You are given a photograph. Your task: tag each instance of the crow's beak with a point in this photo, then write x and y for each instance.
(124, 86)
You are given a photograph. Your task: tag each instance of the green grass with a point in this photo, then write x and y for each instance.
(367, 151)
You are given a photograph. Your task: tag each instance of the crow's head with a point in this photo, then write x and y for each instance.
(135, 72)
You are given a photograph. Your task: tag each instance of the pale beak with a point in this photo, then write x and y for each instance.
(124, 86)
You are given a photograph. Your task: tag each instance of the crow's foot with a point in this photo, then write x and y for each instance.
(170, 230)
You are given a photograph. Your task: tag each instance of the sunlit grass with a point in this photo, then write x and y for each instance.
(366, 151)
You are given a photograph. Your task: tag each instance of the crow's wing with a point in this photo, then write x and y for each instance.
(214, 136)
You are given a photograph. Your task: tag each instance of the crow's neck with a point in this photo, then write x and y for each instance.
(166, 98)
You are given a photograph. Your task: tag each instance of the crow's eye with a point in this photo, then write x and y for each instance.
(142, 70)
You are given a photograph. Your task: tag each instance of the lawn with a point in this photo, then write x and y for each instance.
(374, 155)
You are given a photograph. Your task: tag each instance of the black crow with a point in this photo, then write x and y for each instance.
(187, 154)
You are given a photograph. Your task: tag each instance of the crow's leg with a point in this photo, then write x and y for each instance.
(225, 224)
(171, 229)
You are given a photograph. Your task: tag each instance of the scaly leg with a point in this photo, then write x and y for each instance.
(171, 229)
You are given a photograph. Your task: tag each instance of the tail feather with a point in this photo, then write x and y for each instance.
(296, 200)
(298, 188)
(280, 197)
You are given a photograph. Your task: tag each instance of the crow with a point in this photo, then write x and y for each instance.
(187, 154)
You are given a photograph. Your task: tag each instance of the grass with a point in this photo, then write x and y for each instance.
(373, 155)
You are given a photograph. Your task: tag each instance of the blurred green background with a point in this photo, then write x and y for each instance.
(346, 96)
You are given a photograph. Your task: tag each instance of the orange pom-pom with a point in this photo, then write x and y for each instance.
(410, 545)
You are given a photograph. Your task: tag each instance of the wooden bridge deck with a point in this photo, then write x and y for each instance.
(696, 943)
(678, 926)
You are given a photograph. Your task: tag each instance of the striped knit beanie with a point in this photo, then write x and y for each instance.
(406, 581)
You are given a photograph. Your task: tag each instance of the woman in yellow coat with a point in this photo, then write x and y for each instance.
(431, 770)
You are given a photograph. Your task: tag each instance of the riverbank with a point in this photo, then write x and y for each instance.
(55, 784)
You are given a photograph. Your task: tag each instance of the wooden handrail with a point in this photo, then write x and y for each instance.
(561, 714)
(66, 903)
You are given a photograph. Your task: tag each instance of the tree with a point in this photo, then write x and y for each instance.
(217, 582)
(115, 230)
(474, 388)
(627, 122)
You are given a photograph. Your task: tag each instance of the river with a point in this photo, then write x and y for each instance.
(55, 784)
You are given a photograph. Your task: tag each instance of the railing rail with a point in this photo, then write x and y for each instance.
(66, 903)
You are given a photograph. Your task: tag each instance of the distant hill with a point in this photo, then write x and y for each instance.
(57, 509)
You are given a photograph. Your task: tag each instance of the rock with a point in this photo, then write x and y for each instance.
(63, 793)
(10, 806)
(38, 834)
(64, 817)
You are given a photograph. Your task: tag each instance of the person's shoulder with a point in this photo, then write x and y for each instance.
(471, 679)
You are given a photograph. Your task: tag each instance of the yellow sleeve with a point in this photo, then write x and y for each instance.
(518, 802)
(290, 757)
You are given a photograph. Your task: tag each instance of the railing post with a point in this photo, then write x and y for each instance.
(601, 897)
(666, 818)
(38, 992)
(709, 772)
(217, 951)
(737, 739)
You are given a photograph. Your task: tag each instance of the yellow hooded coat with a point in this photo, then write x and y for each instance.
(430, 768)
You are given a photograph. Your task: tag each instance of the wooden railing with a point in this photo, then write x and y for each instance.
━━━━━━━━━━━━━━━━━━━━
Copy the entries verbatim, beginning at the line that has "the yellow hooded" and continuing through the last of the entries.

You are given a photograph. Your task: tag each instance of the yellow hooded coat with a point in this photo, then write x and y for each instance.
(430, 768)
You are given a photograph. Your task: tag each instance of the wooden railing with a point in this photo, then write x and y for each instance.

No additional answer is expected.